--- Start ---

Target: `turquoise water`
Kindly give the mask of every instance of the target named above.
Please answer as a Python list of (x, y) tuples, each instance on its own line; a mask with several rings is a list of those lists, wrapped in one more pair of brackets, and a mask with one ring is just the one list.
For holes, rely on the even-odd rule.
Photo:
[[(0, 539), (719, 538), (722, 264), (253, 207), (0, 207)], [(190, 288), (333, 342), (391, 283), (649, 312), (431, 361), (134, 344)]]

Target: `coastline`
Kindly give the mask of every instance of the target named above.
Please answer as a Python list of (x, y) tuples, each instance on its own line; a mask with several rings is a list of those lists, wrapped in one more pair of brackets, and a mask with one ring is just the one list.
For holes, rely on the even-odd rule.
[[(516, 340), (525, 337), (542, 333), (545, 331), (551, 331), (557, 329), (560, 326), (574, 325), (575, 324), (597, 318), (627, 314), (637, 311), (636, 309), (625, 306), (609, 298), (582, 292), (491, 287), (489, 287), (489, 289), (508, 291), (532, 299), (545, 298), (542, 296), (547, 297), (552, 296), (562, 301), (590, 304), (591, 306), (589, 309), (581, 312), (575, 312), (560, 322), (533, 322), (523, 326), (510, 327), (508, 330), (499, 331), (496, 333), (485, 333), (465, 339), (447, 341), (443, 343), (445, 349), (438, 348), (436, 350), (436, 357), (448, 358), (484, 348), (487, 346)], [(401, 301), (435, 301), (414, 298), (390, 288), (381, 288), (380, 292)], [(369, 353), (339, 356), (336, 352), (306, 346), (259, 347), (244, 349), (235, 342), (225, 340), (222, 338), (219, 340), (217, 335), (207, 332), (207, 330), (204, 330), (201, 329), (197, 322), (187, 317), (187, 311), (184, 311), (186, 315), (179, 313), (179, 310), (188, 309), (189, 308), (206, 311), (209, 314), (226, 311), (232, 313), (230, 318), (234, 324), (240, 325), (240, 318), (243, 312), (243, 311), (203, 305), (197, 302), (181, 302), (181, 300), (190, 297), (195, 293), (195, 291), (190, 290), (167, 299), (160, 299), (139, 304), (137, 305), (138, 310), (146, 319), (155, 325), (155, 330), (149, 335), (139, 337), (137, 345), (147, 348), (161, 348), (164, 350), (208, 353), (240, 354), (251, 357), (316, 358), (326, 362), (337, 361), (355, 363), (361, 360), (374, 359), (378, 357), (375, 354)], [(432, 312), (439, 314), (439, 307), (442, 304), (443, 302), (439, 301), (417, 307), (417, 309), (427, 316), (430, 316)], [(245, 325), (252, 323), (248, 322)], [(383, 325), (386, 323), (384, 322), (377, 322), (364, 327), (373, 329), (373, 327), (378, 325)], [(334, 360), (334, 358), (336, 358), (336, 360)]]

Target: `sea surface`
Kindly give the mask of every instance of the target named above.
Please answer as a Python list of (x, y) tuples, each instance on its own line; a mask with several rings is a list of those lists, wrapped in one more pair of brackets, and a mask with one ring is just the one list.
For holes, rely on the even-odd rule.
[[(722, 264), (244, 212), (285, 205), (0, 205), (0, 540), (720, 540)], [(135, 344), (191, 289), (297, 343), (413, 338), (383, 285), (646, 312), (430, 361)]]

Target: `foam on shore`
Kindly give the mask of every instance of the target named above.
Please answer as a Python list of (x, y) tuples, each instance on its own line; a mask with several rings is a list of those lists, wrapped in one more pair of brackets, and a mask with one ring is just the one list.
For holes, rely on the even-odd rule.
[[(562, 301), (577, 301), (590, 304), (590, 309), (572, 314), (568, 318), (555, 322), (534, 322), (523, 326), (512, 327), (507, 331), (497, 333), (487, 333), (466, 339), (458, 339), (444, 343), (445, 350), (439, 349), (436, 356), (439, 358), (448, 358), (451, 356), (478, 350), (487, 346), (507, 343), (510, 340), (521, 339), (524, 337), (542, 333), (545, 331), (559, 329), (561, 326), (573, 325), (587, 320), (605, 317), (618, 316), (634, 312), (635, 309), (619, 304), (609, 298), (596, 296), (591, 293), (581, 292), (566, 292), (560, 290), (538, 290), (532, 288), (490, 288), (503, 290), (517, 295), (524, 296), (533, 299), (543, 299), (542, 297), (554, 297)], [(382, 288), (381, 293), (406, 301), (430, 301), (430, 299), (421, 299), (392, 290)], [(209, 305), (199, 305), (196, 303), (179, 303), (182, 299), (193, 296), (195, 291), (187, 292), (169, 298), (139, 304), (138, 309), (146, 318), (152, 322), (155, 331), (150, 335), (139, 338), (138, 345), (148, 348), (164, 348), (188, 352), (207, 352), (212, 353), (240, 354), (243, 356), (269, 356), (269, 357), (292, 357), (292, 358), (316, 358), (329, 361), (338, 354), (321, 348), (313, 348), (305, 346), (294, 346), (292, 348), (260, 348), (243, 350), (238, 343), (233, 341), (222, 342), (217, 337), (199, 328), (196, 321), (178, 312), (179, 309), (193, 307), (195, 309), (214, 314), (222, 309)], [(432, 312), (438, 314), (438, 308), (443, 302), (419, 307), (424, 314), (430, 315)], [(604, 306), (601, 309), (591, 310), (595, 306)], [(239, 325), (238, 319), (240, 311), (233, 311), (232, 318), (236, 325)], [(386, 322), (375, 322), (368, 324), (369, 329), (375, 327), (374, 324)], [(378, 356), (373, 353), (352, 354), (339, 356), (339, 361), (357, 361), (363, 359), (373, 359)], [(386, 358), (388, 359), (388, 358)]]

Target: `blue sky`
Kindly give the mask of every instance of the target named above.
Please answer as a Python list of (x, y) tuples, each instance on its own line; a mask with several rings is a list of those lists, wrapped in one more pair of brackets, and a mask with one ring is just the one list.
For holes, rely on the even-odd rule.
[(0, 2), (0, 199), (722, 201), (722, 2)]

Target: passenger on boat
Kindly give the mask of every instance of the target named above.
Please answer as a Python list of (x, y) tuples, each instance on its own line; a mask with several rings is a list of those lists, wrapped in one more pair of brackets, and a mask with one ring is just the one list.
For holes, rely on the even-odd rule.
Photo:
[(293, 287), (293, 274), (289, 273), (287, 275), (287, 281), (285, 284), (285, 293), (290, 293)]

--- End ---

→ **Goal**
Copy out the rows from their beginning through the line containing "361), (134, 344)]]", inclusive, substituting "object" for every "instance" and leaving the rest unchanged.

→ **Response to the task**
Target: `turquoise water`
Kindly give the mask of every object of the target named above.
Please answer as a Python list of (x, y) tuples, each object on its own line; a mask with several rings is a list of those lists, wrapped in one more pair of brackets, and a mask with one ring is just the one list.
For holes, rely on the even-odd rule.
Photo:
[[(0, 539), (719, 538), (722, 264), (253, 207), (0, 207)], [(190, 288), (333, 342), (391, 283), (649, 312), (431, 361), (134, 344)]]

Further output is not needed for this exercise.